New Delhi: After Narendra Modi's landslide victory militants have started inciting anti-India attacks. A Militant group suspected of having links to al-Qaida has released a video calling for militant organisations across the Middle East and

India TV News Desk India TV News Desk Updated on: May 21, 2014 7:53 IST
militants incite anti india attacks after narendra modi s
militants incite anti india attacks after narendra modi s victory

New Delhi: After Narendra Modi's landslide victory militants have started inciting anti-India attacks.


A Militant group suspected of having links to al-Qaida has released a video calling for militant organisations across the Middle East and south Asia to attack India and Indian interests overseas.

The video was uploaded within 24 hours of India's recent election results, which saw a landslide victory for the Bharatiya Janata Party (BJP).

Before the poll, counter-terrorist officials and experts predicted an increased threat from Islamic militants if the BJP won.

Allegations that the BJP's leader Narendra Modi allowed encouraged violence in which 1,000 people, largely Muslims, died in Gujarat in 2002 have made the prime minister elect a target for Islamic extremists.

Modi, who was chief minister of Gujarat at the time, has denied wrongdoing and the country's supreme court found insufficient evidence to support charges against him.

★ ★ ★ ★ ★ ★ ★

(REQUEST A) In the listing below, copy every line from the line with "Where can the metal balcony" up to and including the line with "Target: white road marking". Add 92 to each coordinate in the answer points, and leave the sample points unchanged.

★ ★ ★ ★ ★ ★ ★

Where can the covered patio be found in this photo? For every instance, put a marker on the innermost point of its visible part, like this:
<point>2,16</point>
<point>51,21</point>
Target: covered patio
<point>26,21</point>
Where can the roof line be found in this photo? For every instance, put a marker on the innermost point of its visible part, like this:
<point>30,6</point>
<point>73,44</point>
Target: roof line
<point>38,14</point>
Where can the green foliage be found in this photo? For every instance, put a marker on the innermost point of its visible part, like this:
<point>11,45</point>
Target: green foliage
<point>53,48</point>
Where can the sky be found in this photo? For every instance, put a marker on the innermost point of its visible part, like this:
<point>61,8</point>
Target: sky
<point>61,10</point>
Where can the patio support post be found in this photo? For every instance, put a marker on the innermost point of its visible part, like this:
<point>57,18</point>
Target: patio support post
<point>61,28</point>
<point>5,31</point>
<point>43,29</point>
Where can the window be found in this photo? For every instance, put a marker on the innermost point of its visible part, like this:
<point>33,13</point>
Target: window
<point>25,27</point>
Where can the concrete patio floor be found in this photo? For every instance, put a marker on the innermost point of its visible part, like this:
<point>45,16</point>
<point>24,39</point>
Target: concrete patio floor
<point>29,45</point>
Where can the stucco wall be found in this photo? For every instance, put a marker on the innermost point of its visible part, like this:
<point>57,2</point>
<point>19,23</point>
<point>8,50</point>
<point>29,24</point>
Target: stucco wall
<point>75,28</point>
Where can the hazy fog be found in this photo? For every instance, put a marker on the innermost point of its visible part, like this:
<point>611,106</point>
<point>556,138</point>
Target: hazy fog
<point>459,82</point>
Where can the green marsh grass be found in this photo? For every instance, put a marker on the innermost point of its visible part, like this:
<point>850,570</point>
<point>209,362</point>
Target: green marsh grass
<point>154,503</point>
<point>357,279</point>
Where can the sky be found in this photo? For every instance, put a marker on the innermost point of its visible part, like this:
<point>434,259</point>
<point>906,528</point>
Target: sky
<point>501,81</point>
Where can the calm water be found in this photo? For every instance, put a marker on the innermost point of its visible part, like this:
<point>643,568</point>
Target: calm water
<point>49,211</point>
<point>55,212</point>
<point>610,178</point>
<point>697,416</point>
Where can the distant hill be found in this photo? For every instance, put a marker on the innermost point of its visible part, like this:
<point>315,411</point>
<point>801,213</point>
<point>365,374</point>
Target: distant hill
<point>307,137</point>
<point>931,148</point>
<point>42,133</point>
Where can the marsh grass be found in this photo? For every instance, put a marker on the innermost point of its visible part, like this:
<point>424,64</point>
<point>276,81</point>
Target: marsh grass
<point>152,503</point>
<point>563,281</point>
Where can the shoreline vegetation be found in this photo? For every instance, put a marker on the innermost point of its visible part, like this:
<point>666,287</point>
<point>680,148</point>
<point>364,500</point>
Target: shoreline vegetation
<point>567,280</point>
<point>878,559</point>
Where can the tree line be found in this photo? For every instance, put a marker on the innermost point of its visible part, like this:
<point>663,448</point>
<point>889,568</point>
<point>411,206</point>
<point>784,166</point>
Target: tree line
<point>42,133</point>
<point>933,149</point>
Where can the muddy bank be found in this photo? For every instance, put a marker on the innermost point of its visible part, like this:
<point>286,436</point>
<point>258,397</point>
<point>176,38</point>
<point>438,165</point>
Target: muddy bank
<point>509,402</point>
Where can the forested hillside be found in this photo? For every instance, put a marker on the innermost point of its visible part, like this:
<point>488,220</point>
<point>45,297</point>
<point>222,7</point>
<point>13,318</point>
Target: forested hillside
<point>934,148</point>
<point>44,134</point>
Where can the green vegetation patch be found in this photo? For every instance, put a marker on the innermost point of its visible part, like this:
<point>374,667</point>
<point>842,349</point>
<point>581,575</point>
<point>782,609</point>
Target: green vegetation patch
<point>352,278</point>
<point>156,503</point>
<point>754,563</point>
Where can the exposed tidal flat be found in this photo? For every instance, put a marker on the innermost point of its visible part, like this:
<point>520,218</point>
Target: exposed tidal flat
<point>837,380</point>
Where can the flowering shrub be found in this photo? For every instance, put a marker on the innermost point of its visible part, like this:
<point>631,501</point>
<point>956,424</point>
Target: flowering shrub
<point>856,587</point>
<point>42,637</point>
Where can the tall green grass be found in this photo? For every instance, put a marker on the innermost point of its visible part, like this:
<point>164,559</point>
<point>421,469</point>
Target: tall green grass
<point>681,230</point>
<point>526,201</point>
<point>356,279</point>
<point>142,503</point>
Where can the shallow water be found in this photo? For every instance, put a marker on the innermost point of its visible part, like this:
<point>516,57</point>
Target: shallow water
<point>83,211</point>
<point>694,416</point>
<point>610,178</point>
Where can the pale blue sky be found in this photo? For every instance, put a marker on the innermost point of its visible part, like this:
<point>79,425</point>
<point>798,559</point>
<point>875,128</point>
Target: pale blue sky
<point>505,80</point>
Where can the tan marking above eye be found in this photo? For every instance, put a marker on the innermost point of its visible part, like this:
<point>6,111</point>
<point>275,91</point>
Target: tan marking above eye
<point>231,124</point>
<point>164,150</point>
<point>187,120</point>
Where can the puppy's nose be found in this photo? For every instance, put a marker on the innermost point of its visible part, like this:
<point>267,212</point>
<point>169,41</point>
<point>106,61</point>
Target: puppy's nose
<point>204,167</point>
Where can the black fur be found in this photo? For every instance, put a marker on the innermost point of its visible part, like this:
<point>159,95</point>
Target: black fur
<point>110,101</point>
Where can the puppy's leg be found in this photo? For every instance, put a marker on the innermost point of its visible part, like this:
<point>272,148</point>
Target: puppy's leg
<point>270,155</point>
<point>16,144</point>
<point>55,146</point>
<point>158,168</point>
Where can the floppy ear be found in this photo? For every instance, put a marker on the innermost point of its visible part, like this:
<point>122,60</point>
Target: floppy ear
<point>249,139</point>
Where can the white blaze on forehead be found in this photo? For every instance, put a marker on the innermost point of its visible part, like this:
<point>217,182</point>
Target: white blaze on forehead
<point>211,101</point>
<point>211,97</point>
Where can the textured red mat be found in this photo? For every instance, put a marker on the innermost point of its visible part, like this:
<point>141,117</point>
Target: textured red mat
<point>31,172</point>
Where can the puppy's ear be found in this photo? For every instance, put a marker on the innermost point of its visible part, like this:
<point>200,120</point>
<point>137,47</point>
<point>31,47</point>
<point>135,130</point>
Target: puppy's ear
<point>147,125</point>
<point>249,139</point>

★ ★ ★ ★ ★ ★ ★

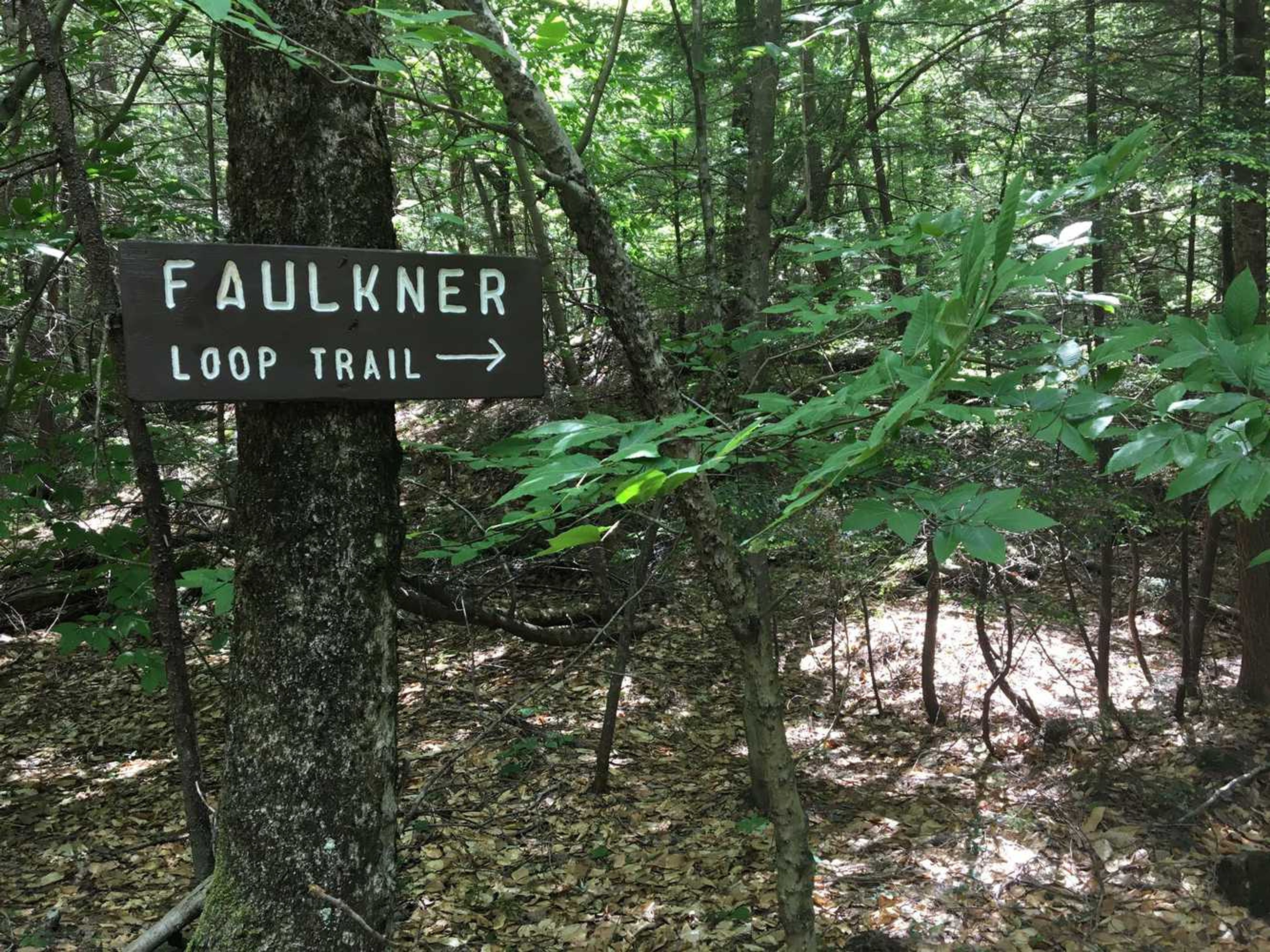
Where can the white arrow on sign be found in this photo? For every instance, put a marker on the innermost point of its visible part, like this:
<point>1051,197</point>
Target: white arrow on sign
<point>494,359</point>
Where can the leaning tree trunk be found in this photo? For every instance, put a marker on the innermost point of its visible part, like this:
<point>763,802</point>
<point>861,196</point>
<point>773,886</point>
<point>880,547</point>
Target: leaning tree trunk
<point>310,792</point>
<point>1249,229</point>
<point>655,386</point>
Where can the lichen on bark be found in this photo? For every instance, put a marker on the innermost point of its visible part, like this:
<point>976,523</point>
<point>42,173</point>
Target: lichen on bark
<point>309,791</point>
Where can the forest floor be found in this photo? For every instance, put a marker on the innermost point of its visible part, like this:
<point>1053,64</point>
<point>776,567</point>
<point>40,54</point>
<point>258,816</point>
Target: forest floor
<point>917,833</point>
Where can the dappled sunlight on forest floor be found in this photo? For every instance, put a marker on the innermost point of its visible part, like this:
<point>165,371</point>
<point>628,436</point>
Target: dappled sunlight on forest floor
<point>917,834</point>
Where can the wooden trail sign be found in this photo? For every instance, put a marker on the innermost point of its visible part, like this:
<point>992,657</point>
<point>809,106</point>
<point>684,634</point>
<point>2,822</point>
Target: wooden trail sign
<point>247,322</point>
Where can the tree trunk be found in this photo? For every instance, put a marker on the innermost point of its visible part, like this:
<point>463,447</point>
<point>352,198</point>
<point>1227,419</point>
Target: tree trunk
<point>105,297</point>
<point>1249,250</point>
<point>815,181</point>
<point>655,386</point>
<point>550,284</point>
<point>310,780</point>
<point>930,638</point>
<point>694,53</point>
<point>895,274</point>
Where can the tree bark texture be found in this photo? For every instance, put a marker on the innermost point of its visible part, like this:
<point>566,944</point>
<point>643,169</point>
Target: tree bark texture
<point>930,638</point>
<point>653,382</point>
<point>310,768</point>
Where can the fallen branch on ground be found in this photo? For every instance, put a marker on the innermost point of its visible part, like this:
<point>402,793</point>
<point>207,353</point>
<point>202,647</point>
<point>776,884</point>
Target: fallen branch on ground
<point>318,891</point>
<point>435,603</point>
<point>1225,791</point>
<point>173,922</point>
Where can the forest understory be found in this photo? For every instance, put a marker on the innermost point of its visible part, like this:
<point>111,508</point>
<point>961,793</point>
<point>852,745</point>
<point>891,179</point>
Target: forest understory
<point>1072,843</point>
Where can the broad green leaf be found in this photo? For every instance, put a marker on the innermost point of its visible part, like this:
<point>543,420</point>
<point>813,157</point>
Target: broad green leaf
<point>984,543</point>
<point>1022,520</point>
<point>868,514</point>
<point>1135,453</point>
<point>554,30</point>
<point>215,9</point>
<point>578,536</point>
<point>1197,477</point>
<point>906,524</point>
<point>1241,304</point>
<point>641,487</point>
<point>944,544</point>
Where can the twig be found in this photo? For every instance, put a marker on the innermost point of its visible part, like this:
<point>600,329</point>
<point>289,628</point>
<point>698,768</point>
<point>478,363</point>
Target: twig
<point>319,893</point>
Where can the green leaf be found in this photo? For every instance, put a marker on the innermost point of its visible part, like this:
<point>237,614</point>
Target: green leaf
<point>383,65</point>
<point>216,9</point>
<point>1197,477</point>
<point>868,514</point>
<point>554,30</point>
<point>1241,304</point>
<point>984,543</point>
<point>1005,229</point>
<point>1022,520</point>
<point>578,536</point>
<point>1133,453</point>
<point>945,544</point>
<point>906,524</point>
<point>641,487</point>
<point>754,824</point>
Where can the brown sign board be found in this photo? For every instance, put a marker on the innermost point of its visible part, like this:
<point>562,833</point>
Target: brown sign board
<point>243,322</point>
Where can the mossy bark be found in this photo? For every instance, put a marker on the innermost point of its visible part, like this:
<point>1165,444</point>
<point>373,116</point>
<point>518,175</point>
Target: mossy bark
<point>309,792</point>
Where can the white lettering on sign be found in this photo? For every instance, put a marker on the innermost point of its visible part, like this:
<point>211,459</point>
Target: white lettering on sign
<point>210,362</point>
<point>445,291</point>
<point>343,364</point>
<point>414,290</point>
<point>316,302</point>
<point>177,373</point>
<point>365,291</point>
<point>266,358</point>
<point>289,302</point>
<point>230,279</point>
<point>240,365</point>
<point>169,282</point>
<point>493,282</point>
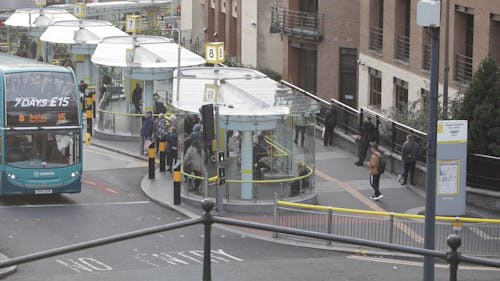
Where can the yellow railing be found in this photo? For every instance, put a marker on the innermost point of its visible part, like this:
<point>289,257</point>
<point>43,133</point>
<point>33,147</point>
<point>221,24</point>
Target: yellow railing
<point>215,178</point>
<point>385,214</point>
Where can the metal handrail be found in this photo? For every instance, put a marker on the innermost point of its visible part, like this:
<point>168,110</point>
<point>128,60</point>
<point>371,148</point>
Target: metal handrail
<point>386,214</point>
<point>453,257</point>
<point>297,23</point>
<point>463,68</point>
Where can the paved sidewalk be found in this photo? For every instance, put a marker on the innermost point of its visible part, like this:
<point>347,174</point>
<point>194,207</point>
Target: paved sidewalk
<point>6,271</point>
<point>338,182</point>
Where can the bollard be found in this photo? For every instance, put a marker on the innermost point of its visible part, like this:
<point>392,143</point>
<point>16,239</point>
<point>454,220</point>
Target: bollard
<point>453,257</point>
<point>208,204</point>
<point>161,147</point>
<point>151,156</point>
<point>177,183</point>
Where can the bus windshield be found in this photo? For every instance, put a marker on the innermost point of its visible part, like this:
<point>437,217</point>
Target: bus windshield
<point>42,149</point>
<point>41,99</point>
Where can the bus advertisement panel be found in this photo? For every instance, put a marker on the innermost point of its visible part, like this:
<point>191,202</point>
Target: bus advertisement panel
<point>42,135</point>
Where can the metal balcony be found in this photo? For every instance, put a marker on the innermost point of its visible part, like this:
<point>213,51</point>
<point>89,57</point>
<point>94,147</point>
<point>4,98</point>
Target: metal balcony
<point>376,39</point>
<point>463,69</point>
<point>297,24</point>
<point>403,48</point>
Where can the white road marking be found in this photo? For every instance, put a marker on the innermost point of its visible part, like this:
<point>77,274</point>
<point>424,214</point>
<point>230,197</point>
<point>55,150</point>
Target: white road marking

★ ★ ★ ★ ★ ★ ★

(REQUEST B) Name every place mentioned in the news report about militants reacting to Modi's victory.

(OUTPUT A)
Where can the metal balcony be found in this photo? For every instance, put a marker on the innermost point of its visible part, like this:
<point>213,51</point>
<point>89,57</point>
<point>94,147</point>
<point>4,98</point>
Target: metal balcony
<point>468,131</point>
<point>555,161</point>
<point>389,116</point>
<point>495,140</point>
Where can the white road marking be found in this photo? For every instance, put a marker on the innermost point of its visible part, like this:
<point>77,274</point>
<point>424,214</point>
<point>230,197</point>
<point>55,150</point>
Target: white road marking

(OUTPUT B)
New Delhi
India
Middle East
south Asia
Gujarat